■ **Set task**: Turn the material below into a numbered list with one line per item, leaving out any blank lines.
──────────
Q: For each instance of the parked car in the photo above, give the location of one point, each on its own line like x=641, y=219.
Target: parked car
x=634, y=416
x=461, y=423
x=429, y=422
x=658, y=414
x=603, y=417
──────────
■ **Solution for this task**:
1. Q: For each instance of the parked car in the photo above, give the location of one point, each on its own line like x=641, y=219.
2. Target: parked car
3. x=634, y=416
4. x=461, y=423
5. x=429, y=422
6. x=658, y=414
7. x=603, y=417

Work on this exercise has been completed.